---------- Data for review ----------

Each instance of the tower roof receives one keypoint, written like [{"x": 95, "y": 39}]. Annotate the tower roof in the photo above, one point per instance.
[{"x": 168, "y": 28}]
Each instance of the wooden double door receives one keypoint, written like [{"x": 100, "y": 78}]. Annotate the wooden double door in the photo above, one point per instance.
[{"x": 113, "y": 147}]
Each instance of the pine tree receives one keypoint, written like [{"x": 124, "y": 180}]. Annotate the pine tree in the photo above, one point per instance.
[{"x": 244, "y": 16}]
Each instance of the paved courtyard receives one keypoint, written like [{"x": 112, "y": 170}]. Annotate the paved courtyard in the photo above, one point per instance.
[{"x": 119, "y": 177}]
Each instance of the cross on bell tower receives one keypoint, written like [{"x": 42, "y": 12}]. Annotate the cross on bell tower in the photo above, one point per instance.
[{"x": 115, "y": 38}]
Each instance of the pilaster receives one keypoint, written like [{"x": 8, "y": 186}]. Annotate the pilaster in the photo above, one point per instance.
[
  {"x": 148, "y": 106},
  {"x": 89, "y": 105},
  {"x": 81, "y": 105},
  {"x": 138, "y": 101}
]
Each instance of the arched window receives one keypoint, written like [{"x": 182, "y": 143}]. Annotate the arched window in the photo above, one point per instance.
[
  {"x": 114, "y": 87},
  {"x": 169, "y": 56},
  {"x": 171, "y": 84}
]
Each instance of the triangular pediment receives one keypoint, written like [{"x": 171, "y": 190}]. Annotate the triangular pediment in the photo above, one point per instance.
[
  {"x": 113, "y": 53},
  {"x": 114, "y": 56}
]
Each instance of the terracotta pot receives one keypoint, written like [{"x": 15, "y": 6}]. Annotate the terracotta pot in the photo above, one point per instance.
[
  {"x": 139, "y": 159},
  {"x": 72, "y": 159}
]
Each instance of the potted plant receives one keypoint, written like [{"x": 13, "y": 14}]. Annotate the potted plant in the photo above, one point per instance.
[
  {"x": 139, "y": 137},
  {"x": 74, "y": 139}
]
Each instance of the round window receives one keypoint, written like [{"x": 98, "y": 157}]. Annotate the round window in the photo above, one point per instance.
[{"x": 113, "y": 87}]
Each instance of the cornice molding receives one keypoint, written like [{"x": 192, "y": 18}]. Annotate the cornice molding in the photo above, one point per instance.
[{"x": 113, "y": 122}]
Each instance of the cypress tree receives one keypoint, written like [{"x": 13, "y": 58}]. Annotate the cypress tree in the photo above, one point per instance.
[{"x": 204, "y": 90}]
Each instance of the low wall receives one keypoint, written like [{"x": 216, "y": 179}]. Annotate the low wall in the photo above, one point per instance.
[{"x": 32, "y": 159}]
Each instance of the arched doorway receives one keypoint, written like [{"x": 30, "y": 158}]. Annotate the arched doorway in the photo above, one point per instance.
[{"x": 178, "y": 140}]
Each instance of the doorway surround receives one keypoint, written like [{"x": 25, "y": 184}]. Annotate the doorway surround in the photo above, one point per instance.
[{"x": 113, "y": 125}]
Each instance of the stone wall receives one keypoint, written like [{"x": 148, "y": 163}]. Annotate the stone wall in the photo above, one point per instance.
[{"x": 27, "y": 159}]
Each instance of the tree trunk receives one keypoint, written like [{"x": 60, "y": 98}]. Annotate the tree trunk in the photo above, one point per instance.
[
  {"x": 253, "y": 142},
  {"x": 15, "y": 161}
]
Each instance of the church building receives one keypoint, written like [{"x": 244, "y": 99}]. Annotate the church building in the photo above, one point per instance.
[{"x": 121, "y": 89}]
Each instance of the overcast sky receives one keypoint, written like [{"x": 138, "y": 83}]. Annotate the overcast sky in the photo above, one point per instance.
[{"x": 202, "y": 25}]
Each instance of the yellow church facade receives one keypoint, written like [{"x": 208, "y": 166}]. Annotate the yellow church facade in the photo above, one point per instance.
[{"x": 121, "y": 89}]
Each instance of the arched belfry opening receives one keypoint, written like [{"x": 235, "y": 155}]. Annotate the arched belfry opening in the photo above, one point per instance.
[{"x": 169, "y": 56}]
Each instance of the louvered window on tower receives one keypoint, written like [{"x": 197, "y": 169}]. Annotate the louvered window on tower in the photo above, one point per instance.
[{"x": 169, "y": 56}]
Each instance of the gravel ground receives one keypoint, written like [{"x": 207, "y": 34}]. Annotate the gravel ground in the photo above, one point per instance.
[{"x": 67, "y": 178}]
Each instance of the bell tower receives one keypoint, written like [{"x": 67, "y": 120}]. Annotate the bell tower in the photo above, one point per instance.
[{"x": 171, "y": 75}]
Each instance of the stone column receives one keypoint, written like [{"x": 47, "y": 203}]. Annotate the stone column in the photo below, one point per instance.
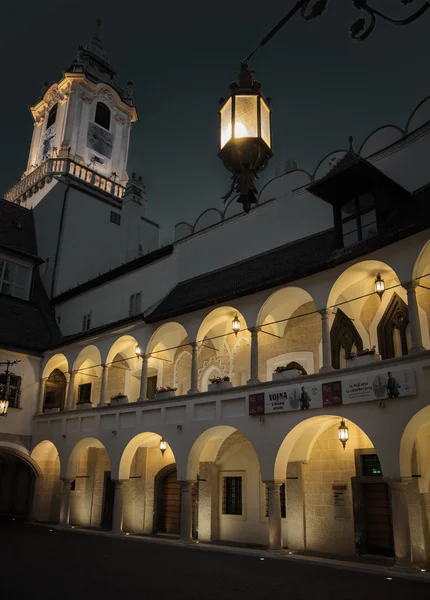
[
  {"x": 70, "y": 391},
  {"x": 326, "y": 343},
  {"x": 118, "y": 506},
  {"x": 186, "y": 510},
  {"x": 143, "y": 378},
  {"x": 65, "y": 502},
  {"x": 254, "y": 356},
  {"x": 194, "y": 370},
  {"x": 400, "y": 519},
  {"x": 414, "y": 318},
  {"x": 41, "y": 396},
  {"x": 103, "y": 387},
  {"x": 275, "y": 523}
]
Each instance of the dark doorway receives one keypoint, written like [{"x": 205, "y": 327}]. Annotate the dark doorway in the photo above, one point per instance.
[
  {"x": 17, "y": 481},
  {"x": 108, "y": 500}
]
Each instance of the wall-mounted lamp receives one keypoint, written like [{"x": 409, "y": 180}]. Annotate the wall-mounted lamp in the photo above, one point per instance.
[
  {"x": 163, "y": 446},
  {"x": 379, "y": 286},
  {"x": 235, "y": 325},
  {"x": 343, "y": 433}
]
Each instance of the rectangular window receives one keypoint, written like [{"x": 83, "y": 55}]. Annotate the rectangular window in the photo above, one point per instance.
[
  {"x": 86, "y": 322},
  {"x": 232, "y": 495},
  {"x": 84, "y": 393},
  {"x": 13, "y": 279},
  {"x": 135, "y": 304},
  {"x": 283, "y": 503},
  {"x": 10, "y": 388},
  {"x": 115, "y": 217}
]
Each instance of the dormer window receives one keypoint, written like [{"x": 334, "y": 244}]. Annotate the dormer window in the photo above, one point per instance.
[
  {"x": 52, "y": 116},
  {"x": 358, "y": 219},
  {"x": 102, "y": 117}
]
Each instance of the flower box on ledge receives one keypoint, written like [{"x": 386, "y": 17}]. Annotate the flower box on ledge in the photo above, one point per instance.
[
  {"x": 117, "y": 400},
  {"x": 289, "y": 374},
  {"x": 217, "y": 387},
  {"x": 164, "y": 395},
  {"x": 366, "y": 359},
  {"x": 84, "y": 406},
  {"x": 52, "y": 410}
]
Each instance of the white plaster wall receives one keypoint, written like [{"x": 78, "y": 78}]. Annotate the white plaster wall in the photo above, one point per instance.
[{"x": 20, "y": 421}]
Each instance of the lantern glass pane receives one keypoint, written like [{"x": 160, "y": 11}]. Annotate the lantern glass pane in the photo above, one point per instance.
[
  {"x": 245, "y": 117},
  {"x": 265, "y": 123},
  {"x": 225, "y": 123}
]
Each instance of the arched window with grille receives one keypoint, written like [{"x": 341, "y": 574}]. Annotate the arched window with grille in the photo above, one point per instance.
[
  {"x": 55, "y": 390},
  {"x": 102, "y": 117},
  {"x": 52, "y": 117},
  {"x": 393, "y": 329},
  {"x": 345, "y": 340}
]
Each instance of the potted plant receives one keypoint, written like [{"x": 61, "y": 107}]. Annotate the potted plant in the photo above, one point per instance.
[
  {"x": 285, "y": 372},
  {"x": 165, "y": 391},
  {"x": 219, "y": 383},
  {"x": 118, "y": 399},
  {"x": 363, "y": 357}
]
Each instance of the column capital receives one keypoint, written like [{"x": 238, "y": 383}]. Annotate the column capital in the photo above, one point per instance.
[{"x": 410, "y": 285}]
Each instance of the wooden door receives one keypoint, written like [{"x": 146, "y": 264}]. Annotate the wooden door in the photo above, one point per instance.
[
  {"x": 108, "y": 500},
  {"x": 171, "y": 504},
  {"x": 377, "y": 519}
]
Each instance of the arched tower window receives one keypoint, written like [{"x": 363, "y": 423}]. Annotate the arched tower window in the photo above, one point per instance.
[
  {"x": 102, "y": 117},
  {"x": 55, "y": 390},
  {"x": 52, "y": 116},
  {"x": 393, "y": 329},
  {"x": 345, "y": 340}
]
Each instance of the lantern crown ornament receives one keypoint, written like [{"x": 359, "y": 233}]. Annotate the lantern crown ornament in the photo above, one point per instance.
[{"x": 245, "y": 136}]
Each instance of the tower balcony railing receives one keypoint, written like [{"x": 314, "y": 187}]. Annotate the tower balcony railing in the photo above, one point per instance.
[{"x": 36, "y": 180}]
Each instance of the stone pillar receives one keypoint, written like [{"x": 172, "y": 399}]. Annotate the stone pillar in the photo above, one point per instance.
[
  {"x": 194, "y": 369},
  {"x": 143, "y": 378},
  {"x": 186, "y": 510},
  {"x": 254, "y": 356},
  {"x": 400, "y": 518},
  {"x": 414, "y": 318},
  {"x": 103, "y": 387},
  {"x": 70, "y": 391},
  {"x": 275, "y": 523},
  {"x": 118, "y": 506},
  {"x": 41, "y": 396},
  {"x": 65, "y": 502},
  {"x": 326, "y": 343}
]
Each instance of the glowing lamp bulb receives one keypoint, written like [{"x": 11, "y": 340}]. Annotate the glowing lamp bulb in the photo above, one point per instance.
[
  {"x": 343, "y": 433},
  {"x": 235, "y": 325}
]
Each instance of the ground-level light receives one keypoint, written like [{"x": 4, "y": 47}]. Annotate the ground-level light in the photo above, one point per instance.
[
  {"x": 343, "y": 433},
  {"x": 163, "y": 446},
  {"x": 379, "y": 285}
]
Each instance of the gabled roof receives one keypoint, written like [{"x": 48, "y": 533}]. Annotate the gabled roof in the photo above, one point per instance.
[
  {"x": 17, "y": 233},
  {"x": 351, "y": 176}
]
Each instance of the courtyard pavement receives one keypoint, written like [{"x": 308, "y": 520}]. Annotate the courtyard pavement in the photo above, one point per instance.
[{"x": 45, "y": 563}]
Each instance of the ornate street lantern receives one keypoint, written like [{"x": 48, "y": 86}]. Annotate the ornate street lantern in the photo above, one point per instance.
[
  {"x": 163, "y": 446},
  {"x": 379, "y": 286},
  {"x": 4, "y": 404},
  {"x": 343, "y": 433},
  {"x": 245, "y": 136},
  {"x": 235, "y": 324}
]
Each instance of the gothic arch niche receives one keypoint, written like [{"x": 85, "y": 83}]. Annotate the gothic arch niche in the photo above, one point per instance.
[
  {"x": 55, "y": 390},
  {"x": 345, "y": 339},
  {"x": 393, "y": 329}
]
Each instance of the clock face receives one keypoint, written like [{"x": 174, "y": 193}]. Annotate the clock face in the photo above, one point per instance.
[{"x": 47, "y": 143}]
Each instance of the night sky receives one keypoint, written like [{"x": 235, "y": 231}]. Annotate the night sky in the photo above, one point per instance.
[{"x": 182, "y": 56}]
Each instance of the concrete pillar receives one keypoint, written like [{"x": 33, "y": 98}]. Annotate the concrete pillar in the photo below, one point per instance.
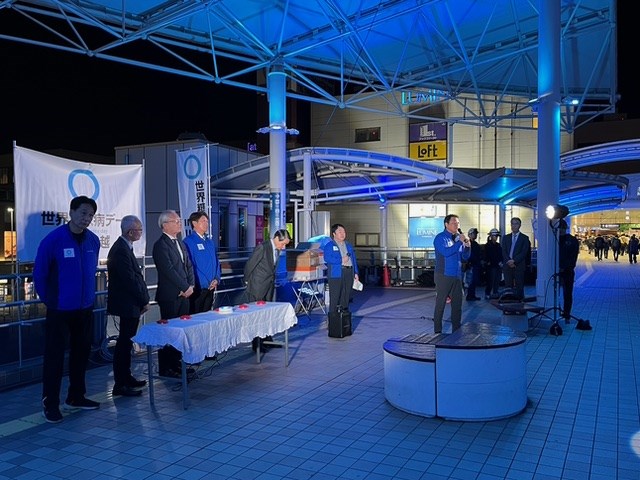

----------

Task brief » Begin with the line holding "Each instance of the night" and end with the last line of the listing. Reproduce each of those lines exactly, and leave every picture out.

Task output »
Each instance of the night sky receives one keypoint, written like [{"x": 235, "y": 231}]. Annotate the night sky in the photo above, one point per instance.
[{"x": 182, "y": 56}]
Each instance of the concrete pillar receives one keypoint, written like [{"x": 33, "y": 98}]. Annotate the concrete pillar in the photo below, one point per instance.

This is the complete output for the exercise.